(Actions to take):
1 > Summarize the abstract on the WT1 zinc finger domain in two sentences.
2 > In the abstract about the WT1 zinc finger domain, which two promoters were the WT1 forms tested on?

(Selected excerpt):

╭──

The zinc finger domain of Wilms' tumor 1 suppressor gene (WT1) behaves as a dominant negative, leading to abrogation of WT1 oncogenic potential in breast cancer cells

Abstract

Introduction: There is growing evidence that the Wilms' tumor 1 suppressor gene (WT1) behaves as an oncogene in some forms of breast cancer. Previous studies have demonstrated that the N-terminal domain of WT1 can act as a dominant negative through self-association. In the studies presented here we have explored the potential for the zinc finger domain (ZF) of WT1 to also have dominant-negative effects, and thus further our understanding of this protein.

Methods: Using full-length and ZF-only forms of WT1 we assessed their effect on the WT1 and c-myc promoter using luciferase and chromatin immunoprecipitation assays. The gene expression levels were determined by quantitative real-time RT-PCR, northern blot and western blot. We also assessed the effect of the ZF-only form on the growth of breast cancer cell lines in culture.

╰──

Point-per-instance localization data
╭──

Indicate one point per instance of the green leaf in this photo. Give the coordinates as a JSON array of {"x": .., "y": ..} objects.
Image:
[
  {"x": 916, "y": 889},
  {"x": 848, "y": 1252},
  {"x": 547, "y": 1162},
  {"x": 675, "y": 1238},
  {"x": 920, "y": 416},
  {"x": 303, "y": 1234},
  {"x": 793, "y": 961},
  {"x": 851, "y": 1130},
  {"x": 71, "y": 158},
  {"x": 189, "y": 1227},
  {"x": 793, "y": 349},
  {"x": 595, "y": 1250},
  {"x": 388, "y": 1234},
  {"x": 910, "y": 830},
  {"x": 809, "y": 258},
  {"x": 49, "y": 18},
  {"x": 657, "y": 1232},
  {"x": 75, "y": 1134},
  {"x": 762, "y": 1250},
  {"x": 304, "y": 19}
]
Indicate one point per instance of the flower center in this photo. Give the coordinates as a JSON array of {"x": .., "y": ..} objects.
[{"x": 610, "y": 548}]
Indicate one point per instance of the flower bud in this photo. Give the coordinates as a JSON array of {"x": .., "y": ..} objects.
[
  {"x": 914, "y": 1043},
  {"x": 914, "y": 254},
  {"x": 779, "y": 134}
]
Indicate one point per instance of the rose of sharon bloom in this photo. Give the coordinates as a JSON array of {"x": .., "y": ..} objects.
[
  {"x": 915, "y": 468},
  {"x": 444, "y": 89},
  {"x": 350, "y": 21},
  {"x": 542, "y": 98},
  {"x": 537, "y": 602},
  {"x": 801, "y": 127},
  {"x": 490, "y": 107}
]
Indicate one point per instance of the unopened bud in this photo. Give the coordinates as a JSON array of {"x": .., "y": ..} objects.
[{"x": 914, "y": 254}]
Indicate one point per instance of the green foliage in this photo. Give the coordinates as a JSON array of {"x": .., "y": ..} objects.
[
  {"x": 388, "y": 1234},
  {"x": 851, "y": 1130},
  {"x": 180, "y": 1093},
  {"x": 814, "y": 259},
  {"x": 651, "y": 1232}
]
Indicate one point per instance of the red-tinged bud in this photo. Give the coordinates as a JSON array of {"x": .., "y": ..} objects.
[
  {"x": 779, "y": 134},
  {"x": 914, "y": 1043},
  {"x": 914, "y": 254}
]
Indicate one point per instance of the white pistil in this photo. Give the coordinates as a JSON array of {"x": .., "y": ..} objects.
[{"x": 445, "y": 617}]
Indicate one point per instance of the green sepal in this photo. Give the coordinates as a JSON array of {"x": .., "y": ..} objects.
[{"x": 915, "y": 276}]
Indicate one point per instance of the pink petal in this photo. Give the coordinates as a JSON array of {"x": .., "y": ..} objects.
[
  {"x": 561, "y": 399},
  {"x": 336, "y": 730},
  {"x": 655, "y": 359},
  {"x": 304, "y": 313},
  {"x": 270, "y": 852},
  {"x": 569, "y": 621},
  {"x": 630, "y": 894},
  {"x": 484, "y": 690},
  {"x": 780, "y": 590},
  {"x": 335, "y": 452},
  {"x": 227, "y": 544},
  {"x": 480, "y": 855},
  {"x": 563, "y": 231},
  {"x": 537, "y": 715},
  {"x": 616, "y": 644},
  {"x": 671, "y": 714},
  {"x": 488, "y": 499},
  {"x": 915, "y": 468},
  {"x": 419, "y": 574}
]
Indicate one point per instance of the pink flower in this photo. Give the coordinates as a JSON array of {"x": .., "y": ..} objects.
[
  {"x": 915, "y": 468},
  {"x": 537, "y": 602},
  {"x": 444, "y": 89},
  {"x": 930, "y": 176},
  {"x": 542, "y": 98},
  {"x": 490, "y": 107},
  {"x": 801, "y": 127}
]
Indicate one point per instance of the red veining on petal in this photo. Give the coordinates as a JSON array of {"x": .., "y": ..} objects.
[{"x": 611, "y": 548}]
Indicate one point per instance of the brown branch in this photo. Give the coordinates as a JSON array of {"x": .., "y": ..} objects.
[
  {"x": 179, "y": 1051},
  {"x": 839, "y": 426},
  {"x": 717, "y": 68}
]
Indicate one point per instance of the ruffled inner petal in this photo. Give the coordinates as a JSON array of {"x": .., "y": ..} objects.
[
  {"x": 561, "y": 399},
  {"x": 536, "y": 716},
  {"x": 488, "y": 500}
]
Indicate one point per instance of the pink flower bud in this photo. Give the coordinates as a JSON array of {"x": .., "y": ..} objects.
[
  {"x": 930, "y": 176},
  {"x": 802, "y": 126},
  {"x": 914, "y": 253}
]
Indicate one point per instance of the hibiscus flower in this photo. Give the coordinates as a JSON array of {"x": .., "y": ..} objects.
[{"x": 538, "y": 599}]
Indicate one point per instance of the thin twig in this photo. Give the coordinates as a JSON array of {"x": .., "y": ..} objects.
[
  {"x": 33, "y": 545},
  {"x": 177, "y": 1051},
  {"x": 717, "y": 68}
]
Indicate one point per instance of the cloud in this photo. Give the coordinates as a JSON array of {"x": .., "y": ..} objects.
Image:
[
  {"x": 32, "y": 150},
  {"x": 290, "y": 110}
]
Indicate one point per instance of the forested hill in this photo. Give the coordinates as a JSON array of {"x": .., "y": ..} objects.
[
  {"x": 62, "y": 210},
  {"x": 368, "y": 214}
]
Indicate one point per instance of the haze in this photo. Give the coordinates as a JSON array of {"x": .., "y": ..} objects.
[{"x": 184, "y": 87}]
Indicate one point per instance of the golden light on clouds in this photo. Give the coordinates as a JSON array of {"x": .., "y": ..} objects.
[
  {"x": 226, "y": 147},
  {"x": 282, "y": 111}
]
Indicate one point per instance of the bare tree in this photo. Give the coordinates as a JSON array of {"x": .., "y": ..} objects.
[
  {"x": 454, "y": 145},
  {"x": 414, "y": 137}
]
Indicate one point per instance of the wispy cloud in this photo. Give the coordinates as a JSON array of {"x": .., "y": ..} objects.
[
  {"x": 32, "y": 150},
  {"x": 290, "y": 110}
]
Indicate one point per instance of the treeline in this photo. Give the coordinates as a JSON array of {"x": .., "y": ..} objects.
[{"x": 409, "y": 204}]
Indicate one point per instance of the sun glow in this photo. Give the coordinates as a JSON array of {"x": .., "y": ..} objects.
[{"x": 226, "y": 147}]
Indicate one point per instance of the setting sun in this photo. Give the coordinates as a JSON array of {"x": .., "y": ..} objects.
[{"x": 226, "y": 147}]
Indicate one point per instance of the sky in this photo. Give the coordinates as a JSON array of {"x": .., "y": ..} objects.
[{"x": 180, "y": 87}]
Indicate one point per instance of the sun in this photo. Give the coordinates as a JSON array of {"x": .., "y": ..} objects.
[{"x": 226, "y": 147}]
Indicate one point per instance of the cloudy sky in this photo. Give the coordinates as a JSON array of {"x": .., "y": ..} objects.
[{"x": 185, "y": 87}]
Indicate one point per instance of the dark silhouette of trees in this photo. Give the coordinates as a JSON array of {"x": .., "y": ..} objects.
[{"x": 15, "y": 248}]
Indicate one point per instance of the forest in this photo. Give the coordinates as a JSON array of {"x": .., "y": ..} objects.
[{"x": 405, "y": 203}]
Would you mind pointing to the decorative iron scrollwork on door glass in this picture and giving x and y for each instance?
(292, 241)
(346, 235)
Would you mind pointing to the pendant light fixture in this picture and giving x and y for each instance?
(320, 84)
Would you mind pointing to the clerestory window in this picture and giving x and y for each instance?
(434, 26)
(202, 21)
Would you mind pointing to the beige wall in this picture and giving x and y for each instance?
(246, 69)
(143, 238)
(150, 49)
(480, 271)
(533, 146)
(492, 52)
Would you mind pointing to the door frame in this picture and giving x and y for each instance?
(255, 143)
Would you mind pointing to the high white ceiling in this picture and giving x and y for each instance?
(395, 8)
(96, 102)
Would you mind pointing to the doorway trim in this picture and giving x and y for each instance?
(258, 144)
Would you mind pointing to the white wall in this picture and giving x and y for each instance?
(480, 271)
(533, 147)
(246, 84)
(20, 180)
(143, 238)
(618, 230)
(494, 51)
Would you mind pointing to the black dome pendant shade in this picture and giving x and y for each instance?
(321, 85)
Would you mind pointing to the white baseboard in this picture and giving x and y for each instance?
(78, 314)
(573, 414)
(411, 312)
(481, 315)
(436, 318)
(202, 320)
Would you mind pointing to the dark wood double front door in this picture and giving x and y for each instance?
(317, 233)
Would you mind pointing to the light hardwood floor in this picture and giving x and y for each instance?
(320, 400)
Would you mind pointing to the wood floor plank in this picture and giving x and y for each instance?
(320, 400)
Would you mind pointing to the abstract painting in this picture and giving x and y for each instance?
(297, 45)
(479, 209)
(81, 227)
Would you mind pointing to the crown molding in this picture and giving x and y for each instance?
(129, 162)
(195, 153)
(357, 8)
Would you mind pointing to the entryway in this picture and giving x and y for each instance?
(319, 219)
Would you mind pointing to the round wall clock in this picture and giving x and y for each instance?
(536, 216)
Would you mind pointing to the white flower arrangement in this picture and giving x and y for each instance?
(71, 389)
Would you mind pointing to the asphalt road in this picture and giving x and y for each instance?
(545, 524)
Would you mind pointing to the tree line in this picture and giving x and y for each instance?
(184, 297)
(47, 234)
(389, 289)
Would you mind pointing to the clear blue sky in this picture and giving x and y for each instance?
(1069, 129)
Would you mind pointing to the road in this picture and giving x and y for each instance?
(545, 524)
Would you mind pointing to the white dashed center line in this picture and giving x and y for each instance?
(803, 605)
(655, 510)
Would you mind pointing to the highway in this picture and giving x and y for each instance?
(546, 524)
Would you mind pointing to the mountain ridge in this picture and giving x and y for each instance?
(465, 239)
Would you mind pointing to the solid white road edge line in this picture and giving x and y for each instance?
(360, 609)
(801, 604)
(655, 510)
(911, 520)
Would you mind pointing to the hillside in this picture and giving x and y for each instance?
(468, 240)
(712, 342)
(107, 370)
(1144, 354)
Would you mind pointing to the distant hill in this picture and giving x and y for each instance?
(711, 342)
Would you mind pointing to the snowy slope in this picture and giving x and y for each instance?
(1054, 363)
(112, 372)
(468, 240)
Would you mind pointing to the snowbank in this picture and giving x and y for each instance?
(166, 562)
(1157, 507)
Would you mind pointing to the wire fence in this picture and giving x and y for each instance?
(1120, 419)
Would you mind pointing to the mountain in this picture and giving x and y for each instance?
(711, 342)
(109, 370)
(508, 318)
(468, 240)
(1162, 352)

╰──

(Results in order):
1 > Growing evidence suggests that WT1 acts as an oncogene in some breast cancers, and because its N-terminal domain was already known to act as a dominant negative through self-association, these studies explored whether its zinc finger domain has dominant-negative effects too. Using full-length and zinc-finger-only forms of WT1, the researchers tested their effect on the WT1 and c-myc promoters with luciferase and chromatin immunoprecipitation assays, measured gene expression by quantitative real-time RT-PCR, northern blot and western blot, and assessed how the zinc-finger-only form affected the growth of breast cancer cell lines in culture.

2 > The WT1 promoter and the c-myc promoter.